PAGE EXCERPT
History & Overview
Magen David Adom (MDA), literally the "Red Star of
David," is Israel's official ambulance serivce, blood services and disaster rescue agency. It operates according to the principles
of the International Red Cross and Red Crescent Societies. Magen David
Adom was officially granted membership in 2006 to the International
Red Cross and Red Crescent Movement.
- History of MDA
- Four Elements of Service
- Staff, Volunteers & MDA Youth
- Volunteer Training
- Get Involved
History of MDA
The first seeds of Magen David Adom in Israel were
planted at a meeting held in Philadelphia in October 1918, attended
by David Ben-Gurion, Golda Meir and Henrietta
Szold. There was great concern that the Jewish
Legion of Palestine, otherwise known as the 38th Battalion of the
Royal Fusiliers of the British Army during World
War I, who were fighting to liberate Eretz Yisrael from Turkish
rule, needed medical help. A Magen David Adom organization
was organized to aid both the Jewish Legion and the settlers in Palestine.
It was disbanded at the end of the war.
Magen David Adom was officially chartered as a result
of the murderous riots of 1929,
when farm and urban settlements - totaling some 170,000 of the country's
Jewish population - were attacked by the Arab population, and were found
to be lacking in even the most elementary first aid services. It was
founded in Tel Aviv on June 7, 1930, by a group of seven Israeli doctors, as a one-room
emergency medical service. MDA's first home was a dilapidated hut on
the corner of Rothschild and Nahalat Benyamin streets in what was then
the center of town.

TO DO
- a) Reproduce the passage of the Magen David Adom overview that begins at the words "It was disbanded" and ends after "center of town.".
- b) Answer these questions using the Magen David Adom overview:
(i) In what year was Magen David Adom granted membership in the International Red Cross and Red Crescent Movement?
(ii) In which city was the October 1918 meeting held?
(iii) How many doctors founded Magen David Adom in Tel Aviv in 1930?
Rely solely on the Magen David Adom overview for the tasks, not on outside knowledge.

ENTRIES SUPPLIED
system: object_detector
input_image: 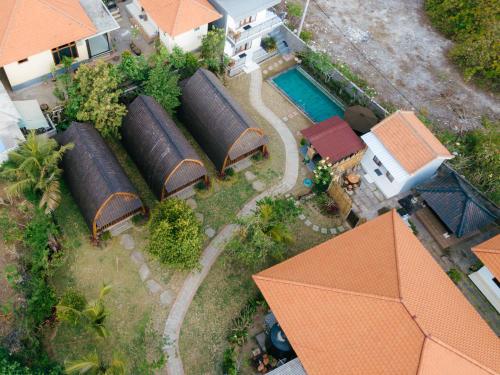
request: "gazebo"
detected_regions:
[121,95,208,200]
[181,69,267,173]
[57,122,144,239]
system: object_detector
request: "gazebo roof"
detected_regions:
[181,69,267,170]
[301,116,365,163]
[121,95,207,199]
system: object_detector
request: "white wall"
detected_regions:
[4,40,89,86]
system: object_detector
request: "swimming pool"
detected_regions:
[272,68,344,122]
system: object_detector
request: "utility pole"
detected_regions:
[297,0,311,37]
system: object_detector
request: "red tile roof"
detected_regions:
[472,234,500,280]
[254,211,500,375]
[301,116,365,163]
[371,111,453,174]
[0,0,96,66]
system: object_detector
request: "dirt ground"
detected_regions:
[301,0,500,131]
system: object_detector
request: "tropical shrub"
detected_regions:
[65,61,127,139]
[227,197,301,266]
[147,198,203,269]
[313,158,333,192]
[0,132,73,213]
[144,64,181,115]
[201,27,229,73]
[425,0,500,91]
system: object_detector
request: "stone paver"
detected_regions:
[120,234,135,250]
[252,180,266,192]
[186,198,198,210]
[160,290,174,306]
[205,227,215,238]
[146,279,161,294]
[139,264,151,281]
[163,69,299,375]
[130,251,144,265]
[245,171,257,182]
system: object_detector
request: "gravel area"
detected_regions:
[302,0,500,131]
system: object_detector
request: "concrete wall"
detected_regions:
[4,40,89,90]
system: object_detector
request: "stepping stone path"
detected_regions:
[120,234,135,250]
[130,251,144,265]
[160,290,174,306]
[252,180,266,192]
[146,279,161,294]
[205,227,215,238]
[139,263,151,281]
[245,171,257,182]
[186,198,198,210]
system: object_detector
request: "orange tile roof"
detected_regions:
[140,0,222,37]
[371,111,453,174]
[472,234,500,280]
[0,0,96,66]
[254,211,500,375]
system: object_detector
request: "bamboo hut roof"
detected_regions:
[181,69,267,170]
[57,122,143,236]
[121,95,207,199]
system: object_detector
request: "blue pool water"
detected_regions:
[272,68,344,122]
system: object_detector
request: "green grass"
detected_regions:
[179,221,329,375]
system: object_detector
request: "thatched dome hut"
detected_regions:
[121,95,208,200]
[180,69,267,173]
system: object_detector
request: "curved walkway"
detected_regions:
[163,69,299,375]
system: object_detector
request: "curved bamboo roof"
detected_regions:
[181,69,267,171]
[121,95,208,199]
[57,122,143,237]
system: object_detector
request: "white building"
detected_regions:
[0,0,119,91]
[469,238,500,313]
[361,111,453,198]
[210,0,282,70]
[126,0,221,51]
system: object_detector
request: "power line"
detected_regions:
[312,0,417,108]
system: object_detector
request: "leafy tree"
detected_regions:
[201,27,229,73]
[168,46,200,79]
[65,61,127,138]
[0,132,73,213]
[147,199,203,269]
[118,51,149,83]
[56,285,111,338]
[227,198,301,265]
[65,352,125,375]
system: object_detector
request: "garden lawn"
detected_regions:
[179,220,324,375]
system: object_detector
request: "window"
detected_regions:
[52,42,78,65]
[385,172,394,182]
[373,156,382,167]
[240,16,254,27]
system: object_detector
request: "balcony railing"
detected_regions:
[227,14,283,46]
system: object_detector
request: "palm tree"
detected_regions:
[0,132,73,213]
[56,285,111,338]
[65,352,125,375]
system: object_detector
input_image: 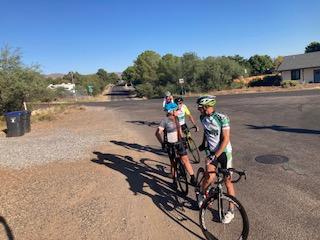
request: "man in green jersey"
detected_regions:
[197,96,235,224]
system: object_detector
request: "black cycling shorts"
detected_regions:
[168,142,188,158]
[210,152,228,169]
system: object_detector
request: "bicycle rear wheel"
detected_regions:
[187,138,200,163]
[199,193,249,240]
[176,159,189,196]
[196,167,204,188]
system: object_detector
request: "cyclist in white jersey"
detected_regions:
[155,103,195,186]
[174,97,199,134]
[197,96,235,224]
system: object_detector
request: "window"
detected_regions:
[291,69,300,80]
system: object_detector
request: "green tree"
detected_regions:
[0,46,54,114]
[96,68,108,82]
[122,66,138,83]
[305,42,320,53]
[228,54,251,76]
[108,73,120,83]
[181,52,203,91]
[200,57,244,91]
[249,55,273,75]
[134,50,161,83]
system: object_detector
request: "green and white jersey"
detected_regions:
[200,112,232,153]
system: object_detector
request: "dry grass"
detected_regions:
[187,83,320,97]
[31,105,86,123]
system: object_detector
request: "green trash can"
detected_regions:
[21,111,31,133]
[4,111,24,137]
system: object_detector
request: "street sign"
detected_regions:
[88,85,93,95]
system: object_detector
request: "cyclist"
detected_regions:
[174,97,199,135]
[155,103,195,185]
[162,91,173,109]
[197,96,235,224]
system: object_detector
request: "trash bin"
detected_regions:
[21,111,31,133]
[4,111,24,137]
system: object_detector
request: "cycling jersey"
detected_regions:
[177,104,191,126]
[200,112,232,155]
[159,117,178,143]
[162,97,174,108]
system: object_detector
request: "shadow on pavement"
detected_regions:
[110,140,167,156]
[0,216,14,240]
[91,152,204,239]
[126,120,160,127]
[246,124,320,134]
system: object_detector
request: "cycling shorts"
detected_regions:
[167,142,188,157]
[210,152,232,169]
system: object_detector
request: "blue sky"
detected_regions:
[0,0,320,74]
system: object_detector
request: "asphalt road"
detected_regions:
[83,89,320,240]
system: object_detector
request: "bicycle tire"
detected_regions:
[196,167,204,188]
[187,138,200,163]
[199,193,249,240]
[176,160,189,196]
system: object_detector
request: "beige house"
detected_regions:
[278,51,320,83]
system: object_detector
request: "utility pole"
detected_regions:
[71,72,78,102]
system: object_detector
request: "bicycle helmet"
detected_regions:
[197,95,217,107]
[174,97,183,104]
[164,102,178,113]
[165,91,171,97]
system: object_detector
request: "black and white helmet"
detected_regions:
[197,95,217,107]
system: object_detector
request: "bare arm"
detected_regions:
[215,128,230,157]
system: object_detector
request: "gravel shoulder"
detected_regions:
[0,107,201,240]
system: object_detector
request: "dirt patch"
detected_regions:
[0,107,201,240]
[187,83,320,96]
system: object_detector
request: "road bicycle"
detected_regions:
[166,142,189,196]
[195,168,249,240]
[183,127,200,163]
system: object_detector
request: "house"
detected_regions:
[278,51,320,83]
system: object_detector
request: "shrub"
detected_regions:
[136,83,155,98]
[230,81,247,89]
[281,80,298,88]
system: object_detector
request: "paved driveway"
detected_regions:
[89,90,320,239]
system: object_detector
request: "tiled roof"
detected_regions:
[278,51,320,71]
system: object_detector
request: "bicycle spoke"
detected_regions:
[200,196,249,240]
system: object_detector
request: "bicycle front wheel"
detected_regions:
[200,193,249,240]
[187,138,200,163]
[177,160,189,196]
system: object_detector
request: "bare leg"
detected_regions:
[181,155,194,175]
[201,164,216,193]
[224,176,236,209]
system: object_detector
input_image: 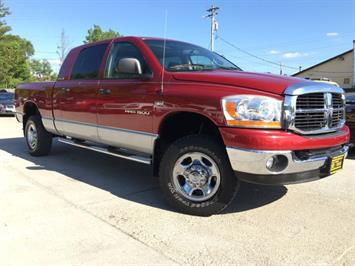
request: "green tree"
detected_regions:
[30,59,54,81]
[0,34,34,87]
[0,0,34,87]
[0,0,11,39]
[84,25,121,43]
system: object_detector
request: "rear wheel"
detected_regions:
[24,115,52,156]
[159,135,239,216]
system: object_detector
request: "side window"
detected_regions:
[71,44,107,79]
[190,55,213,66]
[105,42,152,79]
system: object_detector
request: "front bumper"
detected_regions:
[227,145,349,184]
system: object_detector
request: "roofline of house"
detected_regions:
[292,49,353,77]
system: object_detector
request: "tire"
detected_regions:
[24,115,53,156]
[159,135,240,216]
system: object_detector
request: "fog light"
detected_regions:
[265,155,288,173]
[266,156,275,170]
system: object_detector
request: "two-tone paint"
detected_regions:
[16,37,349,154]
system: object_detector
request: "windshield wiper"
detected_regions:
[168,64,215,70]
[217,66,240,71]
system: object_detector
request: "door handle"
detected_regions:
[99,89,111,95]
[61,88,70,93]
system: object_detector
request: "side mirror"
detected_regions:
[117,58,142,75]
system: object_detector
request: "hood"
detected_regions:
[173,70,305,95]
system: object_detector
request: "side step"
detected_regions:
[58,138,152,164]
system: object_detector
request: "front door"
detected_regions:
[53,44,108,141]
[97,42,159,154]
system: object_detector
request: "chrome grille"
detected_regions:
[297,93,324,109]
[295,92,345,132]
[283,82,345,135]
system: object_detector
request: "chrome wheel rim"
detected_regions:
[27,124,38,150]
[173,152,221,202]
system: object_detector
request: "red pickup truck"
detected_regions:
[16,37,349,216]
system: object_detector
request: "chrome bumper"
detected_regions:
[227,145,349,175]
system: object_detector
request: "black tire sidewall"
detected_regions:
[159,135,239,216]
[24,115,52,156]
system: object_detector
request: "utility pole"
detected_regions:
[205,5,219,52]
[280,62,283,76]
[352,40,355,89]
[57,29,69,65]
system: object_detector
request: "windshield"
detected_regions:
[144,40,241,71]
[0,93,14,101]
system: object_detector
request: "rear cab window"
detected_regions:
[70,43,108,80]
[105,42,152,79]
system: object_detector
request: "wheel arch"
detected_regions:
[153,111,224,176]
[22,101,41,128]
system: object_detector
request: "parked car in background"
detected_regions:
[0,90,15,115]
[345,92,355,143]
[16,37,349,216]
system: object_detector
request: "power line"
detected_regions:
[217,35,352,74]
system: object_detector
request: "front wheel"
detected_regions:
[159,135,239,216]
[24,115,52,156]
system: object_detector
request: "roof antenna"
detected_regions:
[160,9,168,94]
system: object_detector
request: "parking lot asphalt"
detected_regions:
[0,117,355,265]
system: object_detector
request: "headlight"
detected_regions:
[222,95,282,128]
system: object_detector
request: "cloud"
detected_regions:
[269,50,281,54]
[326,32,339,37]
[282,52,308,59]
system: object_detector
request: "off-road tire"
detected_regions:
[24,115,53,156]
[159,135,240,216]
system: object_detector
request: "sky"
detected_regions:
[3,0,355,75]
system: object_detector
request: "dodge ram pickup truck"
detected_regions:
[16,37,349,216]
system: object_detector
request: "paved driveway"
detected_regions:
[0,117,355,265]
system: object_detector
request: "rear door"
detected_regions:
[97,41,160,154]
[53,43,108,141]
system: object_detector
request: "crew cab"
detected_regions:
[16,37,349,216]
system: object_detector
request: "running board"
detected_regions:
[58,138,152,164]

ANSWERS TO THIS EXERCISE
- a)
It was disbanded at the end of the war.
Magen David Adom was officially chartered as a result
of the murderous riots of 1929,
when farm and urban settlements - totaling some 170,000 of the country's
Jewish population - were attacked by the Arab population, and were found
to be lacking in even the most elementary first aid services. It was
founded in Tel Aviv on June 7, 1930, by a group of seven Israeli doctors, as a one-room
emergency medical service. MDA's first home was a dilapidated hut on
the corner of Rothschild and Nahalat Benyamin streets in what was then
the center of town.

- b)
(i) 2006
(ii) Philadelphia
(iii) Seven